▸ What this task involves
Output every record precisely.

▸ Supplied data
-----
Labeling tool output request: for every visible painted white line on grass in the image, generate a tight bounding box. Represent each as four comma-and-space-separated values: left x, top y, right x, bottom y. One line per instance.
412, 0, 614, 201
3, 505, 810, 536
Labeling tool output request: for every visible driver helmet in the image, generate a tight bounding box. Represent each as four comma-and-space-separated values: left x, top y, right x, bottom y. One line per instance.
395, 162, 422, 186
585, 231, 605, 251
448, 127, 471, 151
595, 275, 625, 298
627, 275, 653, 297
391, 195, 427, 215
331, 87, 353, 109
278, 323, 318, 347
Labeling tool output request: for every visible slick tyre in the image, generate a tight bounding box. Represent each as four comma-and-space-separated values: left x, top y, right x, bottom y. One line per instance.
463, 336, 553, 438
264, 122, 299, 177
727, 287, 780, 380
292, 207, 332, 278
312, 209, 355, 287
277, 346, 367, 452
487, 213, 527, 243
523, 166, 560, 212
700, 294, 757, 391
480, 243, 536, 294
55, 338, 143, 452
-----
▸ Output of the exercise
Labeling tool output request: for every visible painted white line on grass in the image, generate a tight bounding box. Represent each as four comma-and-space-separated values: left x, top y, right x, bottom y. One line per instance.
412, 0, 614, 201
3, 505, 810, 536
Labeling tool output request: for every visible driver helmet in the image, generate a tight bounding box. Represent each as four comma-and-space-separated values: left x, top y, right x, bottom y. One line per instance.
395, 162, 422, 186
585, 231, 605, 251
448, 127, 471, 151
595, 275, 625, 298
627, 275, 653, 297
391, 195, 427, 215
331, 87, 353, 109
278, 323, 318, 347
Labeling tool output request: for every visible slick tyre in the image, generate a tight bounding box. Represent each as four comma-and-space-separated values: left x, top y, right x, bottom y. One line per instance.
463, 336, 553, 438
264, 122, 299, 177
727, 287, 780, 380
292, 207, 332, 278
312, 209, 355, 287
277, 346, 367, 452
487, 213, 527, 243
523, 166, 560, 212
700, 294, 757, 391
480, 243, 536, 294
55, 338, 143, 452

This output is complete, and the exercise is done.